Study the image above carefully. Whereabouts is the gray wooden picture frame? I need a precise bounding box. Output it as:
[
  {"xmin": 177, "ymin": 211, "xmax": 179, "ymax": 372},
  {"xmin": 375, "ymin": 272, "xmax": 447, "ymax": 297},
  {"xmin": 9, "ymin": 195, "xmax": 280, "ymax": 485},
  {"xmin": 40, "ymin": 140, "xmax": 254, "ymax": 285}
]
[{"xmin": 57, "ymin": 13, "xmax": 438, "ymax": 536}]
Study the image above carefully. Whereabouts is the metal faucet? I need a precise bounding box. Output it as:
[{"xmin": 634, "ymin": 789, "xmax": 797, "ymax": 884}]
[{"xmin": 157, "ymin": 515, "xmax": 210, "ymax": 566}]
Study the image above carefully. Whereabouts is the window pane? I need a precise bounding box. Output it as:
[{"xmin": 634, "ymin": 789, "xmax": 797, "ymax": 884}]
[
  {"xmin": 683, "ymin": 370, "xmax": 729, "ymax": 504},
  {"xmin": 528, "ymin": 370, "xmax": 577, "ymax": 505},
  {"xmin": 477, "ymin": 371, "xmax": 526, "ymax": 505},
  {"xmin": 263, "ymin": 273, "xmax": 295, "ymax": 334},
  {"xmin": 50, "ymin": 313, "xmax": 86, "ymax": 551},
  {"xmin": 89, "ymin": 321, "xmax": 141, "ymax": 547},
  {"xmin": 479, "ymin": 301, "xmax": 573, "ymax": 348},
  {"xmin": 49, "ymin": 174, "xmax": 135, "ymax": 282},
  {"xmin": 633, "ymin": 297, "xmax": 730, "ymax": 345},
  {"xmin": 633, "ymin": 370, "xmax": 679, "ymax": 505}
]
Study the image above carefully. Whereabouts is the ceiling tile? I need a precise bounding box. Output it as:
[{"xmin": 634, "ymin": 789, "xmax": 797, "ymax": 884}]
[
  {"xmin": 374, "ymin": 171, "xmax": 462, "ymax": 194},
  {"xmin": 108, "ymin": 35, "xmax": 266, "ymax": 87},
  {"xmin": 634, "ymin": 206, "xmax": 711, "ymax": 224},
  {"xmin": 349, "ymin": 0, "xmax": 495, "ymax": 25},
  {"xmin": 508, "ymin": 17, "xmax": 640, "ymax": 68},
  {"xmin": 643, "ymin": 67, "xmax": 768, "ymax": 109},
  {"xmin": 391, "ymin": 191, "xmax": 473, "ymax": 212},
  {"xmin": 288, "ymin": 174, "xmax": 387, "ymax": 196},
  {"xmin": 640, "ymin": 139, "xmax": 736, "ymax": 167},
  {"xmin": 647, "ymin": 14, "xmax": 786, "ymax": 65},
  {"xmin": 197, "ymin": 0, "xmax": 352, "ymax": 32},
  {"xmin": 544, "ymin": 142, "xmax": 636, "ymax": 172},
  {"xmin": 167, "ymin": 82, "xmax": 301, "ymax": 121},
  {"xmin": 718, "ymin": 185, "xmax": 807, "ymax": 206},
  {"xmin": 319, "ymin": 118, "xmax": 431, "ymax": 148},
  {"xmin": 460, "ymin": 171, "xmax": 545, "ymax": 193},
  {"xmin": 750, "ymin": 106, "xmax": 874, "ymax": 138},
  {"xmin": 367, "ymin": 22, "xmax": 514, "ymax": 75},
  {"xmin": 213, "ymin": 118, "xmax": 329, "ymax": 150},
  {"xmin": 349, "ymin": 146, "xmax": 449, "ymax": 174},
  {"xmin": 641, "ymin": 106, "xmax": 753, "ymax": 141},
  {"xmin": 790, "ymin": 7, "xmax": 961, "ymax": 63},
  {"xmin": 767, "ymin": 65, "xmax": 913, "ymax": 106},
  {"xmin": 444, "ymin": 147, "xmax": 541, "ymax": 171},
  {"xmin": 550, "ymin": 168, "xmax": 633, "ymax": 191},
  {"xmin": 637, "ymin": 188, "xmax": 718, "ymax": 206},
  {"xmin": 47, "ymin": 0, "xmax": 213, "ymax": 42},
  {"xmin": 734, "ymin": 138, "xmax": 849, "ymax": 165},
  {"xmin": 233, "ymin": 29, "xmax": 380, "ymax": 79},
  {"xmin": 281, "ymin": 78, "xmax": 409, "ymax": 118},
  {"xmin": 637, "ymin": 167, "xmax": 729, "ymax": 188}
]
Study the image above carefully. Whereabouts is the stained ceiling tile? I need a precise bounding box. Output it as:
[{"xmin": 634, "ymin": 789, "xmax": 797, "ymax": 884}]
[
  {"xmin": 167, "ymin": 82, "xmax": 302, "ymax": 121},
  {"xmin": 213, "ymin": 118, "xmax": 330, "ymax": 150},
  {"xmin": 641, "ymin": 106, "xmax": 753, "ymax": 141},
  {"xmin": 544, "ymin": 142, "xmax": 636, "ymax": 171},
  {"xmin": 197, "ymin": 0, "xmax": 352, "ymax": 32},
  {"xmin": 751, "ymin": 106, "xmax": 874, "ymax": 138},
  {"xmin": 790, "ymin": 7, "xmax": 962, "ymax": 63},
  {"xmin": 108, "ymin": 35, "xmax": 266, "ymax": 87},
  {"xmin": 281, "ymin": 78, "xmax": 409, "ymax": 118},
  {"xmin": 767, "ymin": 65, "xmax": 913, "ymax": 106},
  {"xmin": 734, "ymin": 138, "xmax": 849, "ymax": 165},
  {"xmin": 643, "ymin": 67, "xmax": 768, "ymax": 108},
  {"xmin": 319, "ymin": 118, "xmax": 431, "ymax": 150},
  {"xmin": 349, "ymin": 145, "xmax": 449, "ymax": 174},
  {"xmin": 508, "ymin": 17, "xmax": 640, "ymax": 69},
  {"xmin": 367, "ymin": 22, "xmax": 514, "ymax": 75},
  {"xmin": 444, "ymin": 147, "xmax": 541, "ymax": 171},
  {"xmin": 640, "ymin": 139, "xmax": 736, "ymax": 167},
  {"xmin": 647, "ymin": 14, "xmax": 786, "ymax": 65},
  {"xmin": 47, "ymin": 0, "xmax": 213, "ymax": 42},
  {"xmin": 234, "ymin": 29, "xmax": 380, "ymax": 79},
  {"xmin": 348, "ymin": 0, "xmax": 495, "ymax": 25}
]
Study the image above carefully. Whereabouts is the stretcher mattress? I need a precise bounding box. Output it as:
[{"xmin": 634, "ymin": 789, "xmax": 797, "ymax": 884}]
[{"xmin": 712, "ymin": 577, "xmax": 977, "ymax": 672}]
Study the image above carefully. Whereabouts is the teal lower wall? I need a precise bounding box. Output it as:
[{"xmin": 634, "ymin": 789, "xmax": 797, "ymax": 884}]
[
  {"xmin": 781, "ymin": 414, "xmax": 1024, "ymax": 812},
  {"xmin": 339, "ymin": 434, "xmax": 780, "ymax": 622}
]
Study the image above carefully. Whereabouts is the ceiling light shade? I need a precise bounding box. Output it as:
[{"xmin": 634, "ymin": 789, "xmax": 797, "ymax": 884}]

......

_Directive_.
Can you format every line of the rows above, from the line containing "Study the image above carefully. Whereabouts is the stretcher" through the last line of the rows (both ends included), as a JSON list of strings, one string per line, with blank lines omitted?

_Exercise answer_.
[
  "Study the image above carefully. Whereabouts is the stretcher mattress? I need a precise bounding box. Output it as:",
  "[{\"xmin\": 634, \"ymin\": 789, \"xmax\": 797, \"ymax\": 884}]",
  "[{\"xmin\": 712, \"ymin\": 577, \"xmax\": 977, \"ymax\": 672}]",
  "Study the image above carefully. Whereabouts is the teal lower wall? I need a precise bounding box. Output it as:",
  "[{\"xmin\": 634, \"ymin\": 789, \"xmax\": 797, \"ymax\": 884}]",
  "[",
  "  {\"xmin\": 781, \"ymin\": 414, \"xmax\": 1024, \"ymax\": 812},",
  "  {\"xmin\": 339, \"ymin\": 434, \"xmax\": 780, \"ymax\": 622}",
  "]",
  "Study the image above carefully. Whereabouts is the ceiling light shade? I need a precise bounding box. Output it as:",
  "[{\"xmin\": 634, \"ymin\": 789, \"xmax\": 797, \"ymax\": 884}]"
]